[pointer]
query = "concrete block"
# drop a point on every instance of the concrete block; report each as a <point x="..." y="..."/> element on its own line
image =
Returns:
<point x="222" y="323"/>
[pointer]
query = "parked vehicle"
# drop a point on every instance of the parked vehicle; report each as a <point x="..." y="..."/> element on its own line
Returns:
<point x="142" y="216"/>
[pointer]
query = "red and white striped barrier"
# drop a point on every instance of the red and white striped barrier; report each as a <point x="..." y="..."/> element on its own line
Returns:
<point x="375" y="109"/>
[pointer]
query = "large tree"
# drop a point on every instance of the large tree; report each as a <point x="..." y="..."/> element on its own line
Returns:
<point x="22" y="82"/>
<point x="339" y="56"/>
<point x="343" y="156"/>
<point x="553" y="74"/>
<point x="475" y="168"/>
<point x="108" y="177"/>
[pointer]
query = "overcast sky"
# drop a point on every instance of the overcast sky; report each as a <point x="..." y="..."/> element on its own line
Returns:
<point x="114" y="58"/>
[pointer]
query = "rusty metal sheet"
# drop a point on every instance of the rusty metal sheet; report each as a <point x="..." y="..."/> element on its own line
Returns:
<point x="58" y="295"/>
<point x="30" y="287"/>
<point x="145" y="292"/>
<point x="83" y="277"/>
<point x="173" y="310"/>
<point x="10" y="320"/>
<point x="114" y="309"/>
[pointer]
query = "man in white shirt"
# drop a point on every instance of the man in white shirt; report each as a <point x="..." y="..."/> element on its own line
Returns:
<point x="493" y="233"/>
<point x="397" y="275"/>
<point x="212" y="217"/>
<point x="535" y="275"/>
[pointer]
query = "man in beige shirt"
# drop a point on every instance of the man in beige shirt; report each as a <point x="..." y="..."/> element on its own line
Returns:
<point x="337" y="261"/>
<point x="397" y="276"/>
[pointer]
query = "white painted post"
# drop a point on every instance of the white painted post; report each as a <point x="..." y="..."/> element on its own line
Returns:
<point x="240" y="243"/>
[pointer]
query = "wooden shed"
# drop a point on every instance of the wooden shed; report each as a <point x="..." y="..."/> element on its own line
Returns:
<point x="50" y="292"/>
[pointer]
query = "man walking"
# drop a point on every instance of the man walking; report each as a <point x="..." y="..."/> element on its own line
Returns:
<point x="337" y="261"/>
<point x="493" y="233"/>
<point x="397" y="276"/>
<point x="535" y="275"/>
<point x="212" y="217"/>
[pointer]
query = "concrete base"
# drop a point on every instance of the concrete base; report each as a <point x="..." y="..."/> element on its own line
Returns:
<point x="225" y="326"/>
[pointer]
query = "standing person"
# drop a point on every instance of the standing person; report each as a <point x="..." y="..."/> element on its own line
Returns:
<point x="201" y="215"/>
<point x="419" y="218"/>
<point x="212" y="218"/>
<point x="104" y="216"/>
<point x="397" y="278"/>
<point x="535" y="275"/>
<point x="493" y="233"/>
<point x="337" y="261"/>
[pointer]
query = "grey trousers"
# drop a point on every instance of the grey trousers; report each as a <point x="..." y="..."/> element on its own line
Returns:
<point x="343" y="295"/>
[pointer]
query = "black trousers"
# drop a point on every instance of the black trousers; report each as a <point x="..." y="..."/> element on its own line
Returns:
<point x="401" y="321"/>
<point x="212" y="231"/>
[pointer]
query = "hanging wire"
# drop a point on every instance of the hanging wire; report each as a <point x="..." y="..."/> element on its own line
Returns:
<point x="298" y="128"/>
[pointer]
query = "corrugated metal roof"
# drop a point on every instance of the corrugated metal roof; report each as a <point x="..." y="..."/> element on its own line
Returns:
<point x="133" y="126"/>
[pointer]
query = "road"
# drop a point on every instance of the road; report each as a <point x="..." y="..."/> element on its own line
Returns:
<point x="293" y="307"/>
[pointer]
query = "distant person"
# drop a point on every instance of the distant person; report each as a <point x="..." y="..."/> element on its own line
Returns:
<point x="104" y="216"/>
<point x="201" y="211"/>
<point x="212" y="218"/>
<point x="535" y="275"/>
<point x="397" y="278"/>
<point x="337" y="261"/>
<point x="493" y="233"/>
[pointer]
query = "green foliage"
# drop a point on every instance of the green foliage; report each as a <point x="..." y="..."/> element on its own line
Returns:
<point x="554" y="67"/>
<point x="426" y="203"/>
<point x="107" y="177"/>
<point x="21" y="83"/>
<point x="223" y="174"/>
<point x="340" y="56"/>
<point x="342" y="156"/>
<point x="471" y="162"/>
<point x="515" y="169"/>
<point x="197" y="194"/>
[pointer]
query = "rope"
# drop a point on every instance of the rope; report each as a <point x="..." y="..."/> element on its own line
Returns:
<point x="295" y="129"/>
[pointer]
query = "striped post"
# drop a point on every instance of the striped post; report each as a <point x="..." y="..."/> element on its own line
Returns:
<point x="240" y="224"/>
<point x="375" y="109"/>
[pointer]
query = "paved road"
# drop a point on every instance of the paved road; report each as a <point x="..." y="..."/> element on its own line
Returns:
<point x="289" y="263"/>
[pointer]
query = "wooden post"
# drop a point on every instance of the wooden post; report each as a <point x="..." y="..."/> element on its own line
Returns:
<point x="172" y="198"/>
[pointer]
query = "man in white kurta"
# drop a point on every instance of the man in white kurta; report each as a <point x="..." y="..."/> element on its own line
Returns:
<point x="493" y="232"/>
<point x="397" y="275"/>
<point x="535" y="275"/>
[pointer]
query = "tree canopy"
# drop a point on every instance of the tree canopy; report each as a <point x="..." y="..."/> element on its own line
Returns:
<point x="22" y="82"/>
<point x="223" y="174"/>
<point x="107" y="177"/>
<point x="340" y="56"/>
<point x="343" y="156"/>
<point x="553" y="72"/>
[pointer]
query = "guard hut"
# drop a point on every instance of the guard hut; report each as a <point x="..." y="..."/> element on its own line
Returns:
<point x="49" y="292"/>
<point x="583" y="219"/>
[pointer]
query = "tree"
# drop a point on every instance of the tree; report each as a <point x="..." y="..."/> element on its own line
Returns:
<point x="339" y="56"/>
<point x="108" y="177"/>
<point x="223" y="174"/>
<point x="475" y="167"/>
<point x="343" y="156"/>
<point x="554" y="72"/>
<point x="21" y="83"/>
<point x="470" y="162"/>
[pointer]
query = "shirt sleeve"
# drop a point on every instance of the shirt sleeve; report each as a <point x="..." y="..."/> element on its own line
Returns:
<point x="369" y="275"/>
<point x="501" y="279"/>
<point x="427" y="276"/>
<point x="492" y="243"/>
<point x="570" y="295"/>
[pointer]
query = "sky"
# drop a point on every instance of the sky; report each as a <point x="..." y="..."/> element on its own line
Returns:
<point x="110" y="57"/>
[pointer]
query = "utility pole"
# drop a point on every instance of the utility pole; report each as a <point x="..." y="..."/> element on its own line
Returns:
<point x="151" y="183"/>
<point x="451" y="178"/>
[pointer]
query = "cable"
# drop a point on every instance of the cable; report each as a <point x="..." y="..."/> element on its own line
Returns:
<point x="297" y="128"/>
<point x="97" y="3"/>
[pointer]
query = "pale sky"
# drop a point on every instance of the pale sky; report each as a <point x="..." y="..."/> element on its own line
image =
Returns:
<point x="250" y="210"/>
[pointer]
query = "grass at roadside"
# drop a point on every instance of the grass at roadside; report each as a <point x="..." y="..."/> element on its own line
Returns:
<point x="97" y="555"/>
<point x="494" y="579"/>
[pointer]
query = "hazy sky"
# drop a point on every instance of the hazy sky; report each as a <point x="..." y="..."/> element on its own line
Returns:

..............................

§ What you are asked to do:
Your task is to transcribe the listing above in full, exactly as given.

§ Expected output:
[pointer]
query = "concrete block"
# drop a point on every instance of the concrete block; report each as a <point x="..." y="..."/> element on its own line
image =
Returns:
<point x="222" y="323"/>
[pointer]
query = "parked vehicle"
# drop a point on every instance of the parked vehicle; report each as a <point x="..." y="..."/> element on its own line
Returns:
<point x="142" y="216"/>
[pointer]
query = "red and white striped barrier"
# drop a point on every instance of the red and white striped barrier; report each as a <point x="..." y="..."/> element on its own line
Returns:
<point x="375" y="109"/>
[pointer]
query = "large tree"
# drop a point on every instance of the large tree; report each as a <point x="..." y="..."/> element on its own line
Returns:
<point x="22" y="82"/>
<point x="339" y="56"/>
<point x="343" y="156"/>
<point x="553" y="74"/>
<point x="475" y="168"/>
<point x="108" y="177"/>
[pointer]
query = "overcast sky"
# drop a point on every instance of the overcast sky; report each as a <point x="..." y="..."/> element on its own line
Returns:
<point x="114" y="58"/>
[pointer]
query = "rusty metal sheet"
# drop a point on every instance of the rusty metal sheet; report each as a <point x="..." y="..."/> element on its own line
Returns:
<point x="58" y="295"/>
<point x="30" y="287"/>
<point x="145" y="292"/>
<point x="83" y="277"/>
<point x="173" y="310"/>
<point x="10" y="320"/>
<point x="114" y="309"/>
[pointer]
query = "man in white shirt"
# drop a point on every instance of the man in white shirt; report each as a <point x="..." y="..."/> element on its own line
Returns:
<point x="493" y="233"/>
<point x="397" y="275"/>
<point x="212" y="217"/>
<point x="535" y="275"/>
[pointer]
query = "man in beige shirt"
# drop a point on every instance of the man in beige shirt; report each as a <point x="..." y="..."/> element on its own line
Returns:
<point x="337" y="261"/>
<point x="397" y="276"/>
[pointer]
query = "white painted post"
# drop a point on every instance of the white painted post; report each as a <point x="..." y="..."/> element on its own line
Returns:
<point x="240" y="243"/>
[pointer]
query = "wooden shed"
# drop a point on every instance of the wooden shed; report each as a <point x="..." y="..."/> element on its own line
Returns:
<point x="50" y="292"/>
[pointer]
query = "man walking"
# drop a point on every instance of the man walking; report each as a <point x="..." y="..."/> element on its own line
Returns:
<point x="337" y="261"/>
<point x="493" y="233"/>
<point x="397" y="276"/>
<point x="535" y="275"/>
<point x="212" y="217"/>
[pointer]
query = "concrete base"
# drop a point on every instance of the concrete base; report each as a <point x="..." y="..."/> element on its own line
Returns:
<point x="225" y="326"/>
[pointer]
query = "standing person"
# drop a point on every instance of the standing person; report each as a <point x="..." y="..."/> element on its own line
Returns:
<point x="201" y="215"/>
<point x="419" y="218"/>
<point x="212" y="218"/>
<point x="104" y="216"/>
<point x="397" y="278"/>
<point x="535" y="275"/>
<point x="493" y="233"/>
<point x="337" y="261"/>
[pointer]
query = "grey trousers"
# drop a point on every instance of the grey trousers; report each as a <point x="..." y="..."/> element on its own line
Returns:
<point x="343" y="295"/>
[pointer]
query = "black trousers"
# drop a point on every instance of the black trousers; report each as a <point x="..." y="..."/> element on its own line
Returns:
<point x="401" y="321"/>
<point x="212" y="231"/>
[pointer]
query = "hanging wire"
# drop a point on every instance of the hanging wire; report each as a <point x="..." y="..."/> element on its own line
Returns:
<point x="298" y="128"/>
[pointer]
query = "corrugated metal roof"
# drop a point on every instance of the corrugated metal roof; report each as a <point x="..." y="..."/> element on its own line
Returns:
<point x="133" y="126"/>
[pointer]
query = "road"
# drop a point on every instance of the road; report each as a <point x="..." y="..."/> element on its own line
Returns:
<point x="293" y="307"/>
[pointer]
query = "distant person"
# drop a point on every instance of the distant person; report each as a <point x="..." y="..."/> element on its own line
Returns:
<point x="104" y="216"/>
<point x="201" y="211"/>
<point x="212" y="218"/>
<point x="535" y="275"/>
<point x="397" y="278"/>
<point x="337" y="261"/>
<point x="493" y="233"/>
[pointer]
query = "green foliage"
# drop a point on every instance of the green foliage; report each as a <point x="..." y="..."/> element on its own line
Returns:
<point x="554" y="67"/>
<point x="426" y="203"/>
<point x="107" y="177"/>
<point x="21" y="83"/>
<point x="223" y="174"/>
<point x="340" y="56"/>
<point x="342" y="156"/>
<point x="471" y="162"/>
<point x="515" y="169"/>
<point x="197" y="194"/>
[pointer]
query = "rope"
# drop a point on every instance of the rope; report each as a <point x="..." y="..."/> element on its own line
Returns:
<point x="295" y="129"/>
[pointer]
query = "striped post"
# drop a point on every instance of the striped post; report each as a <point x="..." y="..."/> element on its own line
Returns:
<point x="240" y="224"/>
<point x="375" y="109"/>
[pointer]
query = "paved road"
# drop a point on every instance of the paved road; report each as a <point x="..." y="..."/> element on its own line
Returns:
<point x="289" y="263"/>
[pointer]
query = "wooden post"
# drop a point on every instance of the wooden post; report each as a <point x="..." y="..."/> element on its own line
Returns:
<point x="172" y="198"/>
[pointer]
query = "man in white kurta"
# drop a point on every instance of the man in white kurta; report each as a <point x="..." y="..."/> element on its own line
Returns:
<point x="493" y="232"/>
<point x="397" y="275"/>
<point x="535" y="275"/>
[pointer]
query = "tree canopy"
# drop a point on every instance of the tree canopy; report each as a <point x="..." y="..."/> element on its own line
Returns:
<point x="22" y="82"/>
<point x="223" y="174"/>
<point x="107" y="177"/>
<point x="340" y="56"/>
<point x="343" y="156"/>
<point x="553" y="72"/>
[pointer]
query = "guard hut"
# drop a point on every instance of the guard hut; report each as a <point x="..." y="..."/> element on its own line
Returns:
<point x="49" y="292"/>
<point x="583" y="219"/>
[pointer]
query = "tree"
# drop a point on every instance of the tree; report each as a <point x="..." y="..."/> element on its own line
Returns:
<point x="339" y="56"/>
<point x="108" y="177"/>
<point x="223" y="174"/>
<point x="475" y="167"/>
<point x="343" y="156"/>
<point x="554" y="72"/>
<point x="21" y="83"/>
<point x="470" y="162"/>
[pointer]
query = "shirt sleeve"
# drop a point on every instance of the shirt sleeve; report each as a <point x="..." y="..."/> element on its own line
Returns:
<point x="369" y="275"/>
<point x="501" y="279"/>
<point x="427" y="276"/>
<point x="492" y="243"/>
<point x="570" y="295"/>
[pointer]
query = "sky"
# drop a point on every instance of the sky; report each as a <point x="..." y="..."/> element on its own line
Returns:
<point x="110" y="57"/>
[pointer]
query = "utility pole"
# drop a point on every instance of the utility pole; report each as a <point x="..." y="..."/> element on its own line
Returns:
<point x="151" y="183"/>
<point x="451" y="178"/>
[pointer]
query = "cable"
# drop a point on every instance of the cable; report each as a <point x="..." y="..."/> element on its own line
Returns:
<point x="297" y="128"/>
<point x="97" y="3"/>
[pointer]
query = "pale sky"
# drop a point on every instance of the pale sky; report each as a <point x="..." y="..."/> element on its own line
image =
Returns:
<point x="250" y="210"/>
[pointer]
query = "grass at roadside"
# drop a point on every instance of the grass at roadside; report each as a <point x="..." y="..."/> element on its own line
Returns:
<point x="97" y="555"/>
<point x="494" y="579"/>
[pointer]
query = "hazy sky"
# drop a point on every instance of the hazy sky; report each as a <point x="..." y="..."/> element on its own line
Returns:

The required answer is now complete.